***** SUPPLIED PASSAGE

Bet 37 — RMSNorm-gain fine-tune (BitFit-style)

The bet that produced the federation's load-bearing primitive. The premise was almost embarrassingly simple. Modern transformer architectures place a normalisation layer (RMSNorm in our case, after the practice that's now standard since LLaMA) before each attention block and each feed-forward block. Each of those normalisation layers has a tiny per-channel learned scaling vector — the gain parameter, sometimes written g or γ. At a 30M-parameter model with 4 transformer blocks and hidden_dim = 256, there are roughly 9 such normalisation layers (pre-attn × 4, pre-ffn × 4, plus a final norm), each contributing 256 trainable scalars. Total: about 2,300 parameters. About 9 KB on disk in fp16. Less than a small image.

The bet asked: if we freeze every other parameter in the model and only train these 2,300 scalars on a personal corpus, what happens?

The literature already had an answer for the question's bigger sibling. BitFit (Zaken et al., 2021) showed that fine-tuning only the bias parameters of a transformer is competitive with full fine-tuning on a number of GLUE tasks. LoRA (Hu et al., 2021) demonstrated that low-rank adapters can match or exceed full fine-tuning at a fraction of the parameter cost. The norm-gain restriction is in the same family — a structurally constrained adapter — but smaller still. RMSNorm in modern architectures often has no bias term at all (LLaMA-style implementations), so the gain parameter is structurally the only per-channel scalar that exists; restricting fine-tuning to those gains is the smallest meaningful adapter you can write without changing the architecture.

**********
***** DATA PROVIDED

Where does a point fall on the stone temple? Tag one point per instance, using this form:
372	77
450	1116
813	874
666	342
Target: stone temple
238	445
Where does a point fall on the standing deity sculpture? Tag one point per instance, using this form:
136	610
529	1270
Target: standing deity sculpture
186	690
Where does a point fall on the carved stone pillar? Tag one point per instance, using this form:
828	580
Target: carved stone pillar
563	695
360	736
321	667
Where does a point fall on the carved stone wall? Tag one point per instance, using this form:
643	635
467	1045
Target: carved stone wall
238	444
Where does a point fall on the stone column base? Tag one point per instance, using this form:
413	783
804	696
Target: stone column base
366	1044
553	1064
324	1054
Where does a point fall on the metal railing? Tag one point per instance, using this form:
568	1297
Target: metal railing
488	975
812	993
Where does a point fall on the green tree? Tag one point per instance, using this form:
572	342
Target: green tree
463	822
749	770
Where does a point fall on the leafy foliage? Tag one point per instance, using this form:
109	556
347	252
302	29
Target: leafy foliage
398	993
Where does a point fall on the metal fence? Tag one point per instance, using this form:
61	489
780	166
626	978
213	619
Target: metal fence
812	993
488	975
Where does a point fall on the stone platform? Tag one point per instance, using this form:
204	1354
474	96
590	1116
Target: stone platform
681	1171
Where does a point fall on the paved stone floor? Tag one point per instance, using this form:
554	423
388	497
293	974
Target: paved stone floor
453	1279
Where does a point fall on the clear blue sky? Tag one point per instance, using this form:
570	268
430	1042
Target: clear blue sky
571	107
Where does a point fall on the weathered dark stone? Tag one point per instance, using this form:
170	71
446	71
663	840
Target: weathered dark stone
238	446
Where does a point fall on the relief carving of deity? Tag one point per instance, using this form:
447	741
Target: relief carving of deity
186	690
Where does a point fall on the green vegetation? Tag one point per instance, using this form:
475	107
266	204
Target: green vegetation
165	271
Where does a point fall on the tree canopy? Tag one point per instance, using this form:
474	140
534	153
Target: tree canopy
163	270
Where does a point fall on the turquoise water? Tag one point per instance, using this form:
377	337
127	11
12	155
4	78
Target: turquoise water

**********

PROBLEMS ::
(a) Revise the part of the Bet 37 passage that begins with "The bet asked: if" and stops after "changing the architecture.", replacing "corpus" with "dataset".
(b) Count the lines of the records that contain the string "clear", matching case exactly. Reply with the number only.

SOLUTIONS FOR EACH TASK ::
(a)
The bet asked: if we freeze every other parameter in the model and only train these 2,300 scalars on a personal dataset, what happens?

The literature already had an answer for the question's bigger sibling. BitFit (Zaken et al., 2021) showed that fine-tuning only the bias parameters of a transformer is competitive with full fine-tuning on a number of GLUE tasks. LoRA (Hu et al., 2021) demonstrated that low-rank adapters can match or exceed full fine-tuning at a fraction of the parameter cost. The norm-gain restriction is in the same family — a structurally constrained adapter — but smaller still. RMSNorm in modern architectures often has no bias term at all (LLaMA-style implementations), so the gain parameter is structurally the only per-channel scalar that exists; restricting fine-tuning to those gains is the smallest meaningful adapter you can write without changing the architecture.

(b) 2